Your goal —
Please return the lines below word for word, leaving out the pictures.

Listed records —
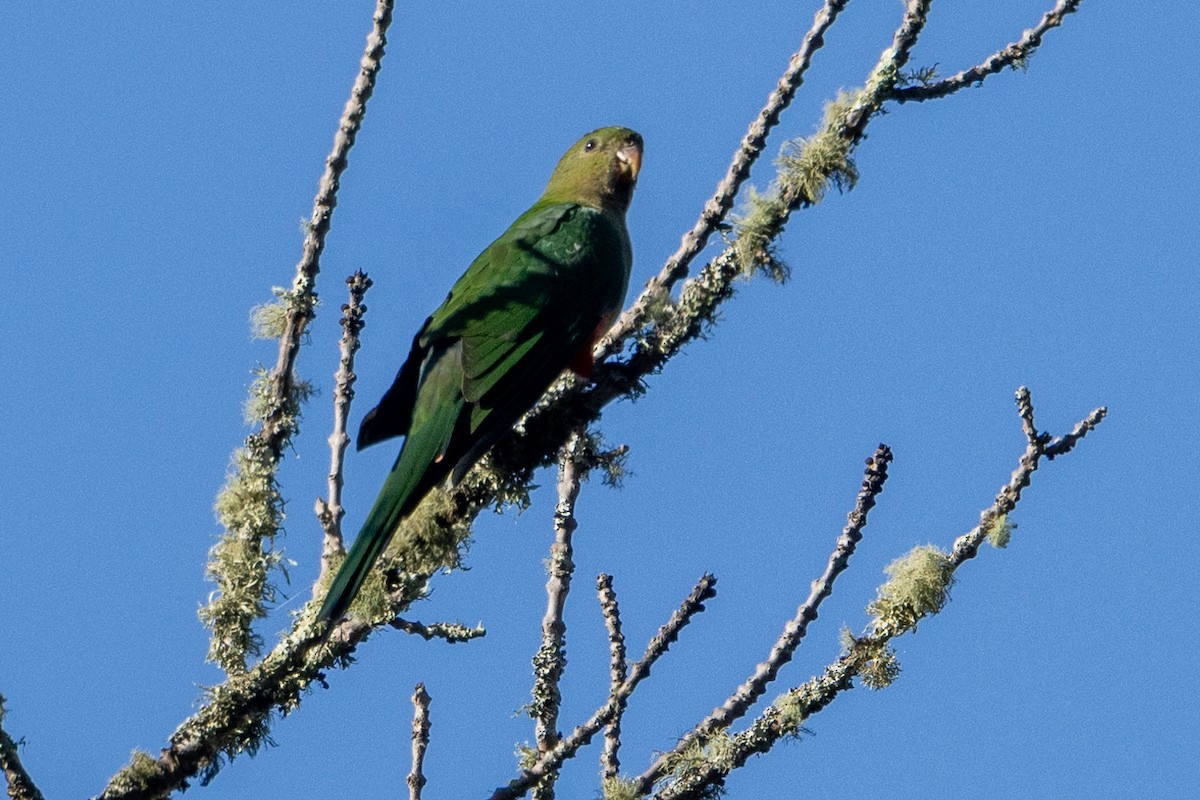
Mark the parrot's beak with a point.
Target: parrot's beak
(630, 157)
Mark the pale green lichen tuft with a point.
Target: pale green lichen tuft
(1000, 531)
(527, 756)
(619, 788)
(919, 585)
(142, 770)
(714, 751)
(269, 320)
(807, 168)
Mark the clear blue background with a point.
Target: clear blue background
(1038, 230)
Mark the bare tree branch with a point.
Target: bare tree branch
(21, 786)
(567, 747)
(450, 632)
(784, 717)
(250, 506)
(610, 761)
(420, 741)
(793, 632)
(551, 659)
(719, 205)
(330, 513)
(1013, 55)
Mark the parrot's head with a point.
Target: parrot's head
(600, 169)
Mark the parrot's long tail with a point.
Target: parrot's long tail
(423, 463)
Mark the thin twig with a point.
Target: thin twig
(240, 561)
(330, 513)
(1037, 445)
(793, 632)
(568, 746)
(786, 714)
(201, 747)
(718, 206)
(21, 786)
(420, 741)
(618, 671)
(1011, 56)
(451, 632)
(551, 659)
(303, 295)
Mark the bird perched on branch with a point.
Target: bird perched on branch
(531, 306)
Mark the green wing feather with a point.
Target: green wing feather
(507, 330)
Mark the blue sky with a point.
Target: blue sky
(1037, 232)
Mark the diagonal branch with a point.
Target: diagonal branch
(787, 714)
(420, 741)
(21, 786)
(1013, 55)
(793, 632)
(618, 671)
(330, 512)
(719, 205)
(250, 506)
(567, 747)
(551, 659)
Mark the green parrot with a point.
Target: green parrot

Reply —
Mark the parrot's beak with a point.
Target: parrot's beak
(630, 157)
Mark the pale green lichen tuft with a point.
Target: pale green lichen tuft
(1000, 531)
(527, 756)
(619, 788)
(919, 585)
(142, 770)
(714, 751)
(269, 320)
(807, 168)
Mark the clear blue background with a point.
Target: clear blue background
(1038, 230)
Mark the bare tree branch with a point.
Target: bare tree branch
(21, 786)
(567, 747)
(450, 632)
(784, 717)
(250, 506)
(610, 761)
(420, 741)
(793, 632)
(551, 659)
(719, 205)
(330, 513)
(1013, 55)
Mark the parrot's head with a point.
Target: parrot's head
(600, 169)
Mark the parrot's long tail with a point.
Target: parrot's long tail
(423, 463)
Mark the thin twig with a point.
Target: thin twig
(240, 561)
(330, 513)
(1037, 445)
(793, 632)
(568, 746)
(786, 714)
(201, 747)
(718, 206)
(21, 786)
(420, 741)
(618, 671)
(1011, 56)
(451, 632)
(551, 659)
(303, 295)
Mark the bird perched on branch with a point.
Target: bird perched on branch
(531, 306)
Mark the green wing feather with a point.
Target: green wing feather
(507, 330)
Mark the blue sky with a point.
Target: blue sky
(1037, 232)
Mark the diagonal branch with a point.
Target: diagonal branch
(787, 714)
(420, 741)
(21, 786)
(1013, 55)
(793, 632)
(618, 671)
(330, 512)
(719, 205)
(250, 506)
(567, 747)
(551, 659)
Mark the green parrot with a point.
Target: green parrot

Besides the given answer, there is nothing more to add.